What you should do is allow users to rate the cartoon they have just read for overall funnyness and perhaps other factors (presence of a favourite character, for instance).
Massive amounts of data could then be compiled and analyzed for trends in hilarity. I think this would be both fascinating and completely unique. To date, no large scale survey has established whether dicklicking is funnier than cocksucking, or gayness funnier than lameness etc. I have had heated arguments over whether pants is funnier than spigot or deuce (rands is generally thought of as the least funny character, although perhaps because rands is the least brash) and with this statistical analysis we can finally rest.
You could plot graphs of funniness ratings against presence of certain keywords, characters, number of panels, number of "I don't get it" votes, really anything. Use your imaginationation.
Make it funnier.
What about printing some of the IRC shit the strips are based on?
More pigdog interviews ...
And a Jerkcity game. I'm sure it would write itself.
Sound effects?
1)About the layout, nothing to hate. It would be gay to hate the layout.
2)Dicksucking. God I love it.
3)Not that you really *lack* anything but if there could somehow be MORE, MORE OF ALL THE DELICIOUS COCKS AND MURDERED PROSTITUTES AND DUMB GIRLS AND BATHROOM STALLS IN GENERAL AND EVERYTHING I JUST WANT TO SAY THAT I WANT MORE. Although I do think that publishing your IRC stuff would be a little gay. Also perhaps you could sell TSHIRTS ALREADY AND THE HELLO MY NAME IS PANTS ONE IS THE BEST and also maybe Jerkmail accounts?
4)Should you break down and ask for money so that Spigot could go fulltime or is that too much dicksucking to ask of a man?
If the title is true and Jerkcity really sucks people, can I be next?
I say this in all seriousness:
Make the site crappier.
Things are too easy to find as it is... put the comics on the front page and everything else hidden in some horrible labyrinth.
Also tshirts
Yeah - some strips based upon the dialogue in the IRC channel would be good. There are often some gems in there.
NO STRIPS BASED ON IRC DIALOGUE PLZ
NO GEMS THERE
NADA
ZILCH
YOU COULD MAKE A BUNDLE (AT LEAST A NICKEL) BY HAVING MICROPAYMENTS LIKE SCOTT MCCLOUD DESCRIBED IN HIS SEQUEL TO UNDERSTANDING COMICS CALLED "YOUR FIST IS SPLINTERING MY TEEF OH MY GOD THE BLOOD" WHICH WOULD BE A RELATIVE ***BOON*** TO THIS MISUNDERSTOOD AND UNIVERSAL ART FORM YOU CYBERNAUTS PARTICIPATE IN ON A DAILY BASIS !!! ALSO MORE OBSCURE GOLDEN AGE COMIC REFERENCES IN ADDITION TO RE-ENACTMENTS OF KIRBY ERA MARVEL COMICS BY THE JERKCITY PLAYERS !!!

*OBJECTIVE*
Decide whether each statement agrees with the Jerkcity suggestions, answering yes or no and quoting the deciding words: 1. One commenter asks for the site to be made harder to navigate. 2. Everyone who mentions the IRC channel wants strips based on it. 3. Rands is generally considered the funniest character. The listing isn't needed.

*INFORMATION PROVIDED*
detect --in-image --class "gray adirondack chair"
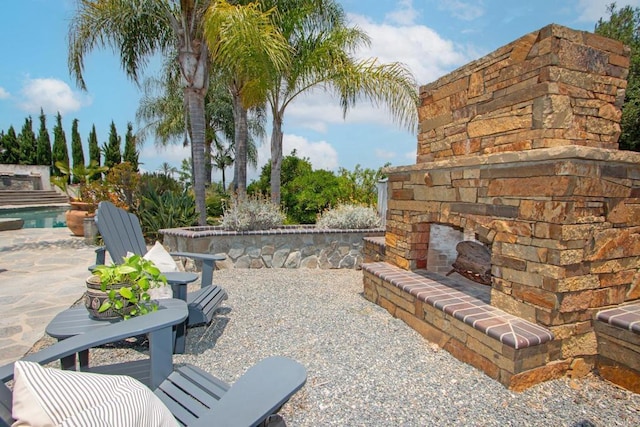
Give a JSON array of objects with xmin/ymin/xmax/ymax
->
[
  {"xmin": 95, "ymin": 201, "xmax": 227, "ymax": 326},
  {"xmin": 0, "ymin": 309, "xmax": 306, "ymax": 426}
]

*CORRECT RESPONSE*
1. Yes: "put the comics on the front page and everything else hidden in some horrible labyrinth."
2. No: "NO STRIPS BASED ON IRC DIALOGUE PLZ"
3. No: "rands is generally thought of as the least funny character"